Given passage:
Data-Structure Genericity

This section describes genericity over different underlying data-structures. It is organized as follows.

  1. The Basic Problem
  2. Container Hierarchy
  3. Data-Structure Tags and Traits
  4. Find-Type and Range-Type Methods and Iterators

The Basic Problem

The design attempts to address the following problem. When writing a function manipulating a generic container object, what is the behaviour of the object? E.g., suppose one writes

template<
    class Cntnr>
void some_op_sequence
    (Cntnr &r_cntnr)
{
    ...
}
then one needs to address the following questions in the body of some_op_sequence:
  1. Which types and methods does Cntnr support? Containers based on hash tables can be queries for the hash-functor type and object; this is meaningless for tree-based containers. Containers based on trees can be split, joined, or can erase iterators and return the following iterator; this cannot be done by hash-based containers.

Records provided:

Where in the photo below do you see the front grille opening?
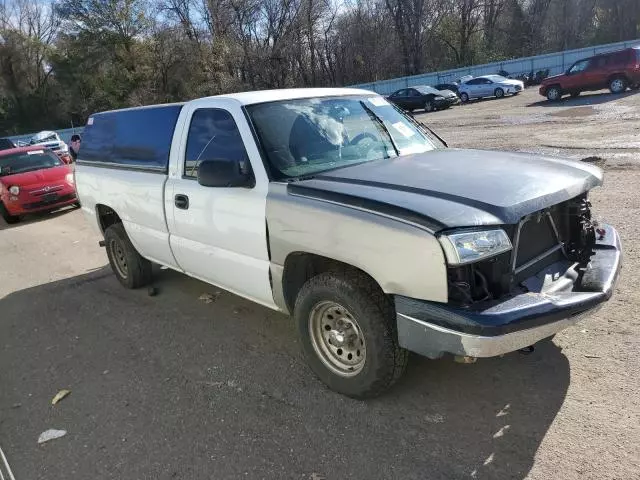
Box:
[448,194,595,306]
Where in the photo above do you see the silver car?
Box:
[458,75,524,102]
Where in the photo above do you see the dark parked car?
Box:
[388,85,460,112]
[0,138,16,150]
[433,83,459,95]
[540,46,640,101]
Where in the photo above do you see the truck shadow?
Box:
[0,267,569,479]
[526,90,638,108]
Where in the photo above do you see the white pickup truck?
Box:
[76,89,621,398]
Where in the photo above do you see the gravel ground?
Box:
[0,89,640,480]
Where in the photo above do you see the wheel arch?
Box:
[281,251,384,312]
[95,203,123,235]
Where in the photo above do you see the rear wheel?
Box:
[609,77,627,93]
[294,270,408,398]
[104,223,152,288]
[0,202,20,225]
[547,86,562,102]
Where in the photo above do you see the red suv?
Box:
[540,46,640,101]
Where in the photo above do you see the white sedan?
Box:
[458,75,524,103]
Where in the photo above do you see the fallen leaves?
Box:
[38,428,67,444]
[51,389,71,405]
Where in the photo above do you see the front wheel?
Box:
[104,223,152,288]
[294,270,408,398]
[0,202,20,225]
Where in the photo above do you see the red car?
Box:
[0,146,78,223]
[540,46,640,101]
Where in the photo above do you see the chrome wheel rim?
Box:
[611,79,624,92]
[109,240,129,278]
[309,301,366,377]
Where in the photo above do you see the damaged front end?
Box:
[448,194,602,307]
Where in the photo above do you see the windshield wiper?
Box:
[360,100,400,157]
[392,105,449,148]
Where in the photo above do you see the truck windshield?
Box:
[247,95,437,180]
[0,150,63,177]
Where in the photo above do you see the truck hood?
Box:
[288,149,602,231]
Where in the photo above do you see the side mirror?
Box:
[198,159,254,188]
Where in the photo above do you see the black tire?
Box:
[609,77,629,93]
[547,85,562,102]
[0,202,20,225]
[294,269,408,399]
[104,223,152,289]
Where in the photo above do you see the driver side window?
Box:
[183,108,248,179]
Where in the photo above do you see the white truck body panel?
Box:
[165,97,278,308]
[76,165,181,270]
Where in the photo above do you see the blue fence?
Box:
[353,39,640,95]
[5,127,84,144]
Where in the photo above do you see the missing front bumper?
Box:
[395,226,622,358]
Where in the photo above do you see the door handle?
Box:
[174,193,189,210]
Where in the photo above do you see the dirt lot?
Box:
[0,89,640,480]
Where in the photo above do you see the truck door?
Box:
[165,103,275,308]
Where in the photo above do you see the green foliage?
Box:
[0,0,640,135]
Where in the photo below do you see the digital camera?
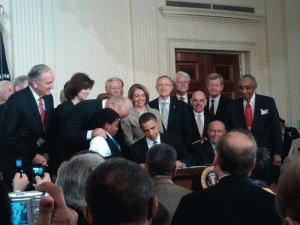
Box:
[8,191,44,225]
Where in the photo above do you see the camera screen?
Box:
[32,166,44,176]
[11,201,28,225]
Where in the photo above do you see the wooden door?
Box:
[175,49,240,99]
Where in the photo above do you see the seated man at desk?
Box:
[192,120,226,166]
[130,113,191,165]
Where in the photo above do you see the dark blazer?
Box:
[172,175,282,225]
[205,95,232,122]
[192,141,215,166]
[1,86,54,185]
[190,108,213,142]
[130,133,188,163]
[226,94,282,156]
[58,99,102,160]
[149,97,193,146]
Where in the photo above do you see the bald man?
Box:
[192,120,226,166]
[190,91,212,143]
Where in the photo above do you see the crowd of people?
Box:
[0,64,300,224]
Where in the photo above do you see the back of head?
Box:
[216,130,257,176]
[146,144,177,176]
[276,159,300,223]
[85,158,152,224]
[56,153,104,210]
[27,64,51,86]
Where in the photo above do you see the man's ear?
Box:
[147,196,158,224]
[82,205,94,224]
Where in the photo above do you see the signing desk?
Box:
[173,166,217,191]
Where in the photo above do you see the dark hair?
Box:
[216,130,257,176]
[87,108,120,129]
[65,73,94,100]
[146,144,177,176]
[128,84,149,104]
[27,64,51,86]
[85,158,153,225]
[139,112,157,127]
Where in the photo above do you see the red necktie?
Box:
[245,101,252,130]
[39,97,46,131]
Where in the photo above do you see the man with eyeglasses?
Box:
[149,75,192,146]
[205,73,232,122]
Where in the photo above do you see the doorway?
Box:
[175,49,241,99]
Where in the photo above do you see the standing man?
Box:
[227,75,282,165]
[1,64,54,190]
[205,73,232,122]
[149,75,192,146]
[175,71,191,104]
[190,91,212,142]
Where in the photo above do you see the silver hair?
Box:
[239,74,257,88]
[175,71,191,82]
[105,77,124,91]
[56,153,105,210]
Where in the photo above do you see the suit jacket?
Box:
[205,95,232,122]
[130,133,189,163]
[1,86,54,183]
[172,175,282,225]
[226,94,282,156]
[190,108,213,142]
[153,178,192,224]
[149,97,193,146]
[192,141,215,166]
[121,106,163,146]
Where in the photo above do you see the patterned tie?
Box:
[209,100,215,115]
[39,97,46,132]
[245,100,252,130]
[197,113,204,137]
[161,102,169,130]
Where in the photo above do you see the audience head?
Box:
[146,144,177,178]
[175,71,191,96]
[239,75,257,100]
[97,93,113,100]
[84,158,157,225]
[0,80,14,104]
[156,75,173,100]
[190,91,207,113]
[91,108,120,136]
[214,130,257,177]
[276,160,300,225]
[128,84,149,107]
[105,77,124,96]
[27,64,54,97]
[207,120,226,144]
[14,75,28,91]
[206,73,224,98]
[139,112,159,141]
[105,95,132,119]
[65,73,94,102]
[56,151,104,210]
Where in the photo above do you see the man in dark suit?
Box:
[1,64,54,190]
[175,71,191,104]
[130,113,189,163]
[280,118,300,160]
[205,73,232,122]
[59,96,132,160]
[149,76,192,146]
[191,120,226,166]
[190,91,212,143]
[172,131,281,225]
[226,75,282,165]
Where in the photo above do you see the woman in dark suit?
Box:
[121,84,163,146]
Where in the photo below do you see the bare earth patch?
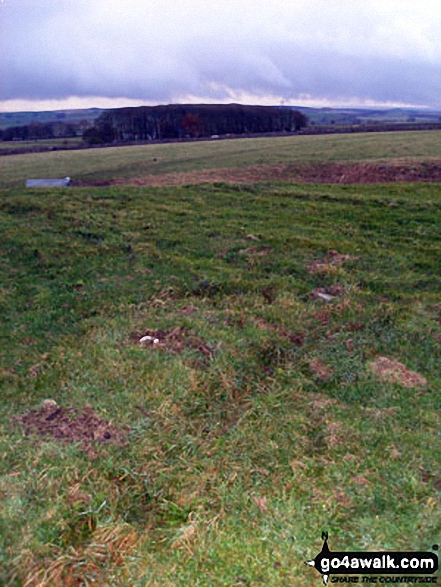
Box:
[309,358,332,381]
[16,400,129,458]
[369,357,427,388]
[130,328,214,359]
[308,250,359,274]
[78,159,441,186]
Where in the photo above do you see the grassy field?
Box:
[0,172,441,587]
[0,131,441,188]
[0,137,82,152]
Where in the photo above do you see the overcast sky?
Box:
[0,0,441,111]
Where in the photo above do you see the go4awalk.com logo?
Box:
[306,532,438,585]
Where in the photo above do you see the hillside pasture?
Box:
[0,131,441,188]
[0,177,441,587]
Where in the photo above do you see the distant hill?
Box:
[295,106,441,126]
[0,108,104,129]
[0,105,441,137]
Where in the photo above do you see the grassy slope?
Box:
[0,131,441,188]
[0,181,441,586]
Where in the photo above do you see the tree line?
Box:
[83,104,307,144]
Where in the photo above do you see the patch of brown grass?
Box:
[16,524,138,587]
[15,400,128,458]
[369,357,427,388]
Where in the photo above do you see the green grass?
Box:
[0,137,82,152]
[0,181,441,587]
[0,131,441,188]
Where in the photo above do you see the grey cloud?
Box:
[0,0,441,106]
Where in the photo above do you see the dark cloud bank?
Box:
[0,0,441,107]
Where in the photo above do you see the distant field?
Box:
[0,181,441,587]
[0,137,82,152]
[0,131,441,188]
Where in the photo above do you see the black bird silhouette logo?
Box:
[305,532,331,585]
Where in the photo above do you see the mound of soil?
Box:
[130,326,214,359]
[369,357,427,388]
[16,400,129,457]
[308,250,359,274]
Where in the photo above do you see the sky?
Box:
[0,0,441,112]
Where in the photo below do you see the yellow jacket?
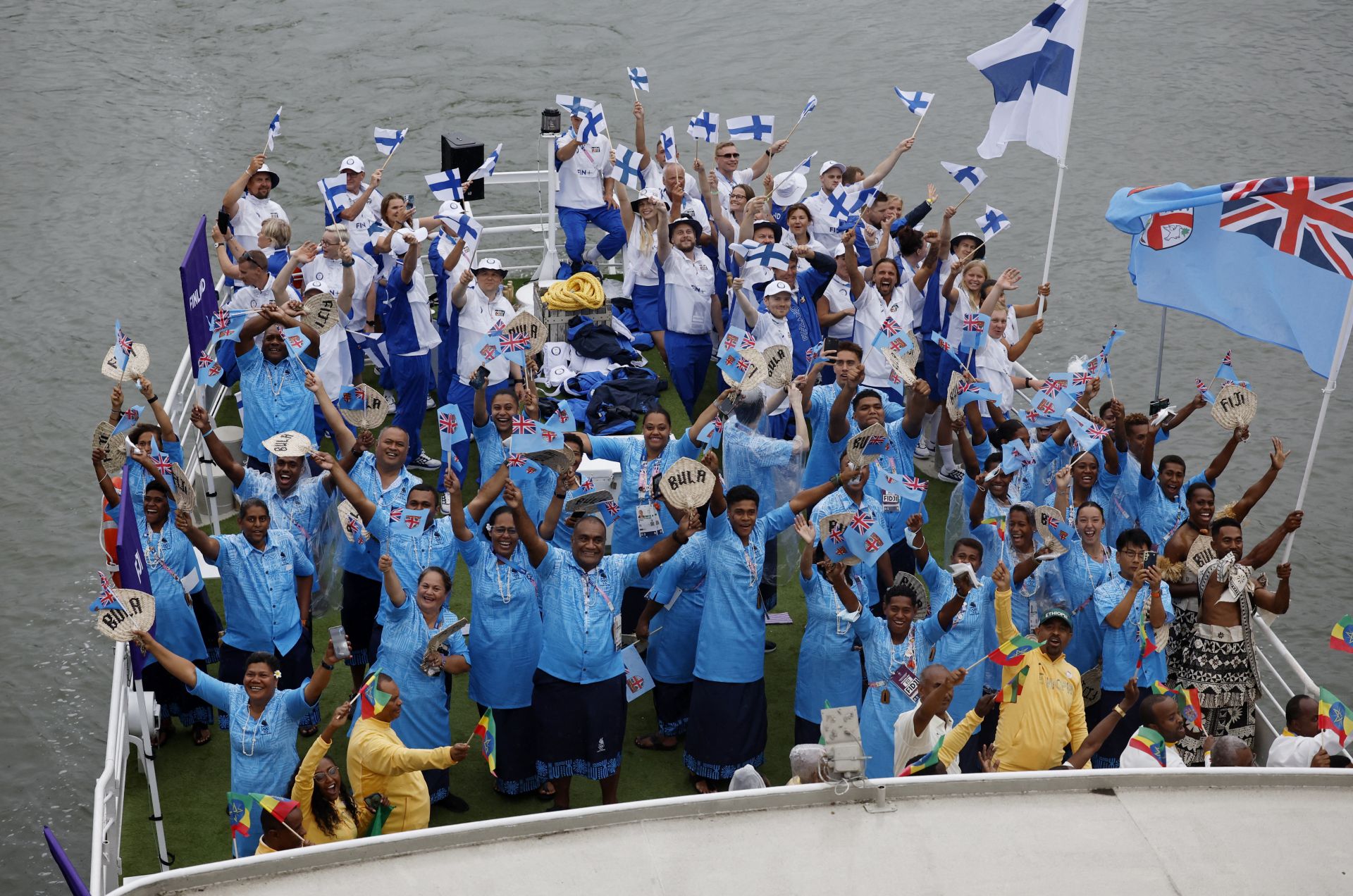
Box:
[347,718,456,834]
[996,592,1087,771]
[291,735,371,843]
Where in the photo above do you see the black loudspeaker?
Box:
[441,134,484,201]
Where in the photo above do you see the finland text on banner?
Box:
[1106,178,1353,376]
[968,0,1089,160]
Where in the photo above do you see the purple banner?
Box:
[178,216,216,362]
[118,457,153,678]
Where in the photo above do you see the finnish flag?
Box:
[725,115,775,144]
[424,168,463,201]
[376,127,409,156]
[968,0,1088,161]
[940,163,987,192]
[268,106,281,153]
[467,144,503,180]
[613,144,644,189]
[977,206,1011,239]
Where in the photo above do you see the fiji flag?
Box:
[1106,178,1353,376]
[376,127,409,156]
[968,0,1089,160]
[424,168,464,201]
[940,163,987,192]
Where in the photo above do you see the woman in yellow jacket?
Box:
[291,702,372,843]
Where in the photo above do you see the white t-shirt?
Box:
[555,134,612,209]
[851,285,913,388]
[893,707,962,777]
[230,192,291,251]
[1268,728,1342,769]
[663,247,715,336]
[448,283,517,386]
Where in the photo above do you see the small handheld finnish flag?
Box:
[940,163,987,192]
[977,206,1011,239]
[686,110,719,144]
[424,168,463,201]
[465,144,503,180]
[268,106,281,153]
[893,87,935,118]
[794,94,817,126]
[657,127,676,163]
[376,127,409,156]
[725,115,775,144]
[612,144,644,189]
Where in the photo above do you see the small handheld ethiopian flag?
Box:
[897,735,944,778]
[226,790,253,836]
[1316,687,1353,747]
[469,707,498,778]
[1330,616,1353,654]
[1127,726,1165,769]
[969,635,1044,668]
[996,666,1028,704]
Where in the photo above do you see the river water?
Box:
[0,0,1353,893]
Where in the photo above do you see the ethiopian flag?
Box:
[1127,726,1165,769]
[897,735,944,778]
[1316,687,1353,747]
[226,790,253,836]
[987,635,1046,666]
[1330,616,1353,654]
[249,793,299,823]
[469,707,498,778]
[996,666,1028,704]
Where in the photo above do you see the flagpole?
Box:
[1278,285,1353,563]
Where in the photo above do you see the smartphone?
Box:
[329,626,352,659]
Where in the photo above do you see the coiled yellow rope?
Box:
[540,273,606,311]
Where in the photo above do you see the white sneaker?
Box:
[409,451,441,470]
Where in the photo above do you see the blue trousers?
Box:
[559,206,625,261]
[437,373,512,494]
[667,330,715,417]
[388,354,431,460]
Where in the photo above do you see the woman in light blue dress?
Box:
[376,554,469,812]
[134,632,338,855]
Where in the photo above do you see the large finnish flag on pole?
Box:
[968,0,1089,161]
[1104,178,1353,376]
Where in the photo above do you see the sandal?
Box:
[634,733,676,752]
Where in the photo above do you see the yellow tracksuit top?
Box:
[990,592,1087,771]
[347,718,455,834]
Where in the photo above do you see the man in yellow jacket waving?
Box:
[991,564,1087,771]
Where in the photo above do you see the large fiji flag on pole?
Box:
[968,0,1089,161]
[1106,178,1353,376]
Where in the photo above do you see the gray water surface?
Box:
[0,0,1353,893]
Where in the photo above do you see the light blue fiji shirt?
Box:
[1093,575,1175,690]
[536,547,638,685]
[696,504,794,683]
[214,529,315,657]
[460,536,544,709]
[922,558,1001,718]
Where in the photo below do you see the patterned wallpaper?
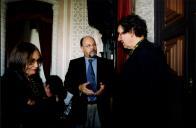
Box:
[135,0,154,42]
[70,0,103,58]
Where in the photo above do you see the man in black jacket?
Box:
[64,36,114,128]
[114,15,176,128]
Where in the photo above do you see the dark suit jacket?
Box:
[1,69,45,128]
[64,57,114,125]
[114,40,175,127]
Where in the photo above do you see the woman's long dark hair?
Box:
[8,42,41,72]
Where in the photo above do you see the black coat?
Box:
[64,57,114,127]
[114,40,176,127]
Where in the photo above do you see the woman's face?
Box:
[25,50,40,76]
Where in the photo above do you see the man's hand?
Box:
[79,82,95,96]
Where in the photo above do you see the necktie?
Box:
[87,59,97,101]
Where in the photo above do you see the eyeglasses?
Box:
[28,58,42,66]
[83,44,96,48]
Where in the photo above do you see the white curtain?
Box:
[30,29,46,82]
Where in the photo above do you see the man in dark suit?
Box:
[64,36,114,128]
[113,15,176,128]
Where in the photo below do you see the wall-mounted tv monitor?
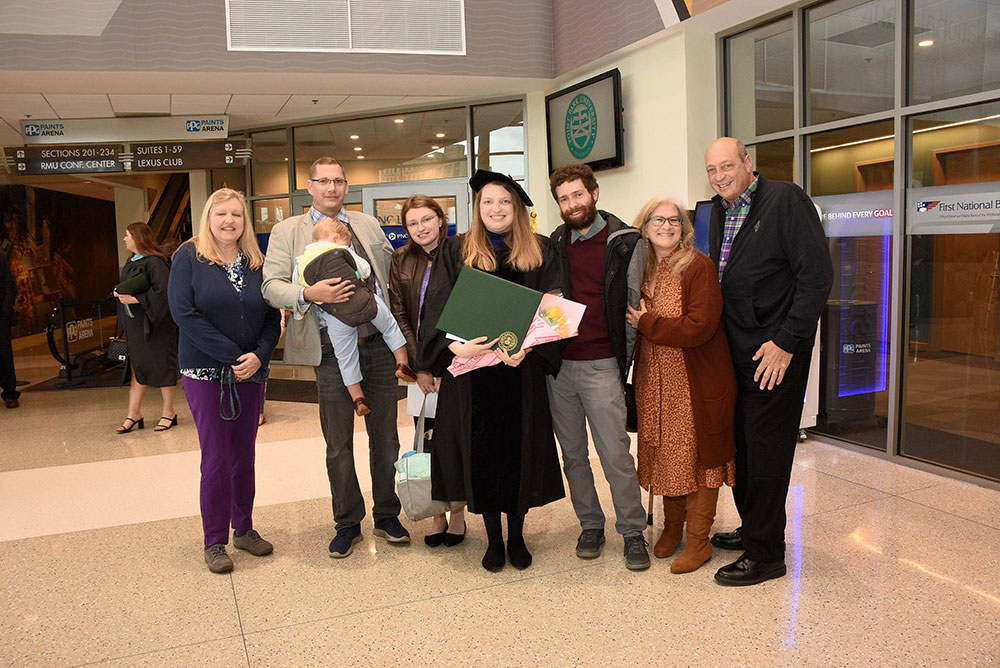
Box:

Your objective: According to the data-structure genericity section, which kind of container can be split or joined? The data is not needed for the task that comes next.

Result: Containers based on trees.